Exercise goal ▸ Retype, word for word, each line between the lines holding "stag, one point per instance." and "moss, one point per instance.", inclusive, and leave the rest of the data alone.

Data for processing ▸
'''

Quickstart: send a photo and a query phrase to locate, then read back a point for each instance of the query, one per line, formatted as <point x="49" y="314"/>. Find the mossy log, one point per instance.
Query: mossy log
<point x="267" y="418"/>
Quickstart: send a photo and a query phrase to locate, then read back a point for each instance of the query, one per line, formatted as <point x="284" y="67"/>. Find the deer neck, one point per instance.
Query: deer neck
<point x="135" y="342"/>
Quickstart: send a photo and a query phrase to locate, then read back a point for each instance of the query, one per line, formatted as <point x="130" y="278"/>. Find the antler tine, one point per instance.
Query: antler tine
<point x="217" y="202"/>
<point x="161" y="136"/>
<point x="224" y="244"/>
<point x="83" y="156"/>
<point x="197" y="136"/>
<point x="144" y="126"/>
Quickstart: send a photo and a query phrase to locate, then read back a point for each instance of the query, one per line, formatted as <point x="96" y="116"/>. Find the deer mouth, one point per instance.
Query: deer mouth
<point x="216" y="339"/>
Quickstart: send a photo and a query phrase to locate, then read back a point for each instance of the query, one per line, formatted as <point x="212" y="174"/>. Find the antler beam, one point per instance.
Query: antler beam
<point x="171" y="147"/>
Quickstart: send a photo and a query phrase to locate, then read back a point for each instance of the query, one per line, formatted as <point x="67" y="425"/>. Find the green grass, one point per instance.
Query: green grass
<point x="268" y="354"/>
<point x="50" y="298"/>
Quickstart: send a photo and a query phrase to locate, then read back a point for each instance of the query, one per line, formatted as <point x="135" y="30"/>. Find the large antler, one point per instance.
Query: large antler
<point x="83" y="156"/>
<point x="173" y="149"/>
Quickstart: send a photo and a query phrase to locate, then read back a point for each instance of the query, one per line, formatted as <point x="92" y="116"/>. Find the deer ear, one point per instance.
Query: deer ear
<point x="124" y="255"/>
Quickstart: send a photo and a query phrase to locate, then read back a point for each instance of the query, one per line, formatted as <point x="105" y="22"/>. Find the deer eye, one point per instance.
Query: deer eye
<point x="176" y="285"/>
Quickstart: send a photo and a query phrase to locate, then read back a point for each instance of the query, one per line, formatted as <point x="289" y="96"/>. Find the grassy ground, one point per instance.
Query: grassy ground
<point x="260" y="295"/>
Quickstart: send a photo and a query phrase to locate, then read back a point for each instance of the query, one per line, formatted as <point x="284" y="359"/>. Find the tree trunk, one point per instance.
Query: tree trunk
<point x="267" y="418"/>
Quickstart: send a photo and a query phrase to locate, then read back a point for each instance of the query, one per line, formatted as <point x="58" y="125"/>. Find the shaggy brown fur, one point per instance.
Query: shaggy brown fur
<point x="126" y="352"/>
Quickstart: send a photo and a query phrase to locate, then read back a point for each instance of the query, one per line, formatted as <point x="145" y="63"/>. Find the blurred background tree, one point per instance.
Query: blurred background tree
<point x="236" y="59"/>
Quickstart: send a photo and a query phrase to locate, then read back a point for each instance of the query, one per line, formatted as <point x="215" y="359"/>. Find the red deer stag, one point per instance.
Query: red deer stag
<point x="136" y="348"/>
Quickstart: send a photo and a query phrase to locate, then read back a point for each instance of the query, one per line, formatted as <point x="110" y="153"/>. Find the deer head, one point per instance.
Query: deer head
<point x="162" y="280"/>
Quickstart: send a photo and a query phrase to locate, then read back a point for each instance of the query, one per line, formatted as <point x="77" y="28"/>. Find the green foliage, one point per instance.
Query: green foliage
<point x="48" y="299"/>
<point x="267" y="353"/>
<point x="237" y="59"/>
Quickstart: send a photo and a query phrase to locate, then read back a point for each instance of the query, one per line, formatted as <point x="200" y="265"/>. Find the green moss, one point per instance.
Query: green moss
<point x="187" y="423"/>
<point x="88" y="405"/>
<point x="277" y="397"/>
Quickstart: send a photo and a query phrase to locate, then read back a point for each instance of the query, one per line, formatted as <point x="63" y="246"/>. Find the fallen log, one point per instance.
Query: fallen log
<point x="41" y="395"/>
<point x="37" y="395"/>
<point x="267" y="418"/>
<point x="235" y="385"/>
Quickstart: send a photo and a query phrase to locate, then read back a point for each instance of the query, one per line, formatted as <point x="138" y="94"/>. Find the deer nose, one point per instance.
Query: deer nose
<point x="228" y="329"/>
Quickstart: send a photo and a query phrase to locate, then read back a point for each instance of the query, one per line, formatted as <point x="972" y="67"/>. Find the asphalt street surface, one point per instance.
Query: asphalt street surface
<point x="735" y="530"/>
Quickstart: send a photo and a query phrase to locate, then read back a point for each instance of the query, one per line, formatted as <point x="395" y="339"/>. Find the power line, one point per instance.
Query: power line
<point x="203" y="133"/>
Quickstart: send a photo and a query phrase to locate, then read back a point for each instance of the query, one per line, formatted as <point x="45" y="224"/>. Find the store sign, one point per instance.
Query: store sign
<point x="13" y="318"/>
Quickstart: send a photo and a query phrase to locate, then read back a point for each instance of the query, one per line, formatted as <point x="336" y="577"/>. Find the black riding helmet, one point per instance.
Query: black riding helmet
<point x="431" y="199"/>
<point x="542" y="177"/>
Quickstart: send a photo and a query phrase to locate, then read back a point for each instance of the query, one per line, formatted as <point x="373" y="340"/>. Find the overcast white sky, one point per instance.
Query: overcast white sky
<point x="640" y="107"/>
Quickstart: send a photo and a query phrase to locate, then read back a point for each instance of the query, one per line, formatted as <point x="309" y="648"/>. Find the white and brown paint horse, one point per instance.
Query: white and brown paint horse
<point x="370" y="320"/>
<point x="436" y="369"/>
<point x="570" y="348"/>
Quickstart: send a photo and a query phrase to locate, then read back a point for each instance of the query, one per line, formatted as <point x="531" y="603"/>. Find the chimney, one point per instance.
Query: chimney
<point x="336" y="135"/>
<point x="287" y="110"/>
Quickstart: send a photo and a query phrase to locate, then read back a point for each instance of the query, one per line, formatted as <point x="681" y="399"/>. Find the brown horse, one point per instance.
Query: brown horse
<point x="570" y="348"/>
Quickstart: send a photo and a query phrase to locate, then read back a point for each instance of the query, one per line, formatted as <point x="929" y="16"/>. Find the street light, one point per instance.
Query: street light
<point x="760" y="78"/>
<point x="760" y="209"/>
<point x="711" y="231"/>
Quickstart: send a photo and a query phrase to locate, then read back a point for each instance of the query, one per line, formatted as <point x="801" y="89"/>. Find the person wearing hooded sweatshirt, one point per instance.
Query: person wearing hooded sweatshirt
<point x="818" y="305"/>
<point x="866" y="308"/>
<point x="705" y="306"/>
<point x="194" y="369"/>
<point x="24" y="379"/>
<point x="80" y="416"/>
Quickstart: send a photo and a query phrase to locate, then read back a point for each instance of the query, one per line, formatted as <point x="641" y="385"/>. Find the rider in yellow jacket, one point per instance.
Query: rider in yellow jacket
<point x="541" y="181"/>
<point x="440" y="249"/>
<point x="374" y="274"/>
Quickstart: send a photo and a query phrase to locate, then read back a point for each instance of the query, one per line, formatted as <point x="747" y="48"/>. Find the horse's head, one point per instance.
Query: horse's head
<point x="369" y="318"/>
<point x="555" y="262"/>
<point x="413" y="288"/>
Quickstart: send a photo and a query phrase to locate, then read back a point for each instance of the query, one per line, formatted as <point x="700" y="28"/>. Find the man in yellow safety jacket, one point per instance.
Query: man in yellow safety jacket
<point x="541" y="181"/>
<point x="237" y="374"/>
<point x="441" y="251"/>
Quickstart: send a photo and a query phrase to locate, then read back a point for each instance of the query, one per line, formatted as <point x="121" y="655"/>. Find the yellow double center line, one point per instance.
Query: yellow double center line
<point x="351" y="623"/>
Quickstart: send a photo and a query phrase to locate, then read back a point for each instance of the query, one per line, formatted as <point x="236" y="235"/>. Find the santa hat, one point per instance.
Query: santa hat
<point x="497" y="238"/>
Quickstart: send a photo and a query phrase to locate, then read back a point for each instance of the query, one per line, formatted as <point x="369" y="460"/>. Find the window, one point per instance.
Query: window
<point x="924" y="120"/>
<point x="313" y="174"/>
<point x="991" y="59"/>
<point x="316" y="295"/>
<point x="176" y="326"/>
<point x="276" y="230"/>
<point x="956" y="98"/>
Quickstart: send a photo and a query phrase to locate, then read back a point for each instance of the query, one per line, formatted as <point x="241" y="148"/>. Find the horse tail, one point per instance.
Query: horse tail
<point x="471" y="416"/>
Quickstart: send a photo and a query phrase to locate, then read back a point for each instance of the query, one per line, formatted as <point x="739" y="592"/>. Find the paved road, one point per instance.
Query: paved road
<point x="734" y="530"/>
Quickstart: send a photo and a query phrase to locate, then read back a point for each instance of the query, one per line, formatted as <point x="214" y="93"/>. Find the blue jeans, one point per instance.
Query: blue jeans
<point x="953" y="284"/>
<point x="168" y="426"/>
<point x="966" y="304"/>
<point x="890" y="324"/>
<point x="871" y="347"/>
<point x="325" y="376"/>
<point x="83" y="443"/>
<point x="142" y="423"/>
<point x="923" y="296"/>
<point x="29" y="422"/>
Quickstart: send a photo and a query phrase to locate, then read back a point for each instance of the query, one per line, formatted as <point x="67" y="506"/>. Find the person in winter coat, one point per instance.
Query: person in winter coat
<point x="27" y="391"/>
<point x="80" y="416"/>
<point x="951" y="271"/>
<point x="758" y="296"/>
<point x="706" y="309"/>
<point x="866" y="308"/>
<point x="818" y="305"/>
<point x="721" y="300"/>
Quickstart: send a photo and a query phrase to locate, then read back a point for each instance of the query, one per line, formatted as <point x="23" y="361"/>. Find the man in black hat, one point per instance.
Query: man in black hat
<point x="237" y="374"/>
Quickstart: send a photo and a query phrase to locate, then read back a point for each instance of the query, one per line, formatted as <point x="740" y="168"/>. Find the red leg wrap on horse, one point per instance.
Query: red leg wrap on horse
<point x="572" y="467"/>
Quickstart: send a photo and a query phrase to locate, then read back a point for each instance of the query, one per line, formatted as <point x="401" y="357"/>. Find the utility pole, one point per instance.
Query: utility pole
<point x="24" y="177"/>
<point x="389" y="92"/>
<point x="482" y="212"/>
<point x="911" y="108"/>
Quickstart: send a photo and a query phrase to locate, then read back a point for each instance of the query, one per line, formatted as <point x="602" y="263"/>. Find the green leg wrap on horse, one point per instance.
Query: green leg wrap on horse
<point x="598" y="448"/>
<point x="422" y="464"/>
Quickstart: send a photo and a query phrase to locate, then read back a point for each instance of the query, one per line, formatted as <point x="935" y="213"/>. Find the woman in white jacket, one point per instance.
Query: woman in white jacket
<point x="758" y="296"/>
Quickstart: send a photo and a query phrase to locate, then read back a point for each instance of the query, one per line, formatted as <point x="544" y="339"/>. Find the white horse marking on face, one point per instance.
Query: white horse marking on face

'''

Finished task ▸
Quickstart: send a photo and a query phrase to locate, then read back a point for each instance of the query, one per line, formatted as <point x="215" y="359"/>. Find the red deer stag, one point per instance.
Query: red deer stag
<point x="136" y="348"/>
Quickstart: send a photo and a query phrase to locate, then read back a point for each instance of the query, one per line, formatted as <point x="110" y="153"/>. Find the deer head, one point per instance.
Query: deer head
<point x="162" y="280"/>
Quickstart: send a photo and a query phrase to locate, then read back a point for each instance of the query, one per line, formatted as <point x="77" y="28"/>. Find the green foliage, one point per instance.
Query: green foliage
<point x="48" y="299"/>
<point x="267" y="353"/>
<point x="237" y="59"/>
Quickstart: send a photo and a query phrase to locate, then read back a point for each instance of the query, one per line, formatted as <point x="200" y="265"/>. Find the green moss, one point per instance.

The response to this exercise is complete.